练习题目: 请更新下面的数据，把其中所有的“annotator”替换为“labeler”，其余内容一律保持不变。

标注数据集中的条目
--*--

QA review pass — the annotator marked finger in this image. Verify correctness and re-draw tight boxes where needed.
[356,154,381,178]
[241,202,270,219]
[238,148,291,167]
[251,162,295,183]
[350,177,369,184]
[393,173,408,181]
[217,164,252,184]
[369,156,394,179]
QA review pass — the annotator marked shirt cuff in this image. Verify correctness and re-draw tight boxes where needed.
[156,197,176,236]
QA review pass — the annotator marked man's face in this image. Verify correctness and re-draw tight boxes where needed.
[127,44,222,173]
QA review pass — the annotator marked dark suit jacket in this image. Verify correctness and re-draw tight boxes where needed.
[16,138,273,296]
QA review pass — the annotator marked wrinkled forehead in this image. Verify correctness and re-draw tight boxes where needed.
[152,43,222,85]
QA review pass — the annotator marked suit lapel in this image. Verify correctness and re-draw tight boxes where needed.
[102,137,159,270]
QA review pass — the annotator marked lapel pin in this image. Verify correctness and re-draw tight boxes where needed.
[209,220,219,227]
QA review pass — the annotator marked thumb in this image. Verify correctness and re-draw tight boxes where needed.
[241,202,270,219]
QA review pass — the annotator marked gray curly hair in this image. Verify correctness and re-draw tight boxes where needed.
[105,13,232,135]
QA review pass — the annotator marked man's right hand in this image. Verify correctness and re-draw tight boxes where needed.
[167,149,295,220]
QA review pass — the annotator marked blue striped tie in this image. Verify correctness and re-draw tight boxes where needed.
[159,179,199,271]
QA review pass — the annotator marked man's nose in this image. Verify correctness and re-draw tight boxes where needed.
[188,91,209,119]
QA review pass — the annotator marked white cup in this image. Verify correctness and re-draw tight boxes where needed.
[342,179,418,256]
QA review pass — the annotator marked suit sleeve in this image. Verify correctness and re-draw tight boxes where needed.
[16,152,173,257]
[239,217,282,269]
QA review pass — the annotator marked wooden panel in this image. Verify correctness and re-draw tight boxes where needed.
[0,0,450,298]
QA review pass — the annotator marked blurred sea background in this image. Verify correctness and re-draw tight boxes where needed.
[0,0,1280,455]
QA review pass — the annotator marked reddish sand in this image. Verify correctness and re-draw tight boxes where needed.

--*--

参考答案:
QA review pass — the labeler marked finger in this image. Verify correctness and re-draw tight boxes where needed.
[356,154,381,178]
[241,202,270,219]
[238,148,291,167]
[251,162,295,183]
[350,177,369,184]
[393,173,408,181]
[217,164,252,184]
[369,156,394,179]
QA review pass — the labeler marked shirt cuff in this image. Verify correctness and re-draw tight boxes where needed.
[156,197,176,236]
QA review pass — the labeler marked man's face in this image. Verify correctness and re-draw tight boxes where needed.
[127,44,222,173]
QA review pass — the labeler marked dark suit jacket in this image. Verify correctness and re-draw tight boxes where needed.
[16,138,273,296]
QA review pass — the labeler marked wrinkled forehead in this image. Verify correctness and re-draw tight boxes where needed.
[152,43,222,85]
QA review pass — the labeler marked suit lapel in this image. Verify correctness and re-draw tight boxes where needed.
[102,137,159,270]
QA review pass — the labeler marked lapel pin in this image. Verify correctness and re-draw tight boxes where needed.
[209,220,219,227]
QA review pass — the labeler marked thumb in this image. Verify correctness and re-draw tight boxes where needed.
[241,202,270,219]
QA review pass — the labeler marked gray curly hair in this image. Verify correctness and re-draw tight boxes where needed.
[105,13,232,135]
QA review pass — the labeler marked man's right hand in this image. Verify correctness and re-draw tight boxes where needed.
[167,149,295,220]
QA review pass — the labeler marked blue striped tie in this image. Verify correctness and re-draw tight boxes where needed.
[159,179,199,271]
QA review pass — the labeler marked man's nose in this image. Verify correctness and re-draw tight boxes where needed.
[188,91,209,119]
QA review pass — the labeler marked white cup in this image. Verify correctness and re-draw tight boxes where needed.
[342,179,418,256]
QA review pass — the labeler marked suit sleeve in this image. Verify correctness and re-draw tight boxes where needed.
[16,152,173,257]
[239,217,282,269]
QA review pass — the labeler marked wooden panel in this image. Verify correctness and re-draw tight boxes where needed.
[0,0,450,298]
QA review pass — the labeler marked blurred sea background in this image. Verify correctness and re-draw tight boxes where needed.
[0,0,1280,455]
QA review pass — the labeler marked reddish sand in this image. Verify correctness and re-draw tight boxes where needed.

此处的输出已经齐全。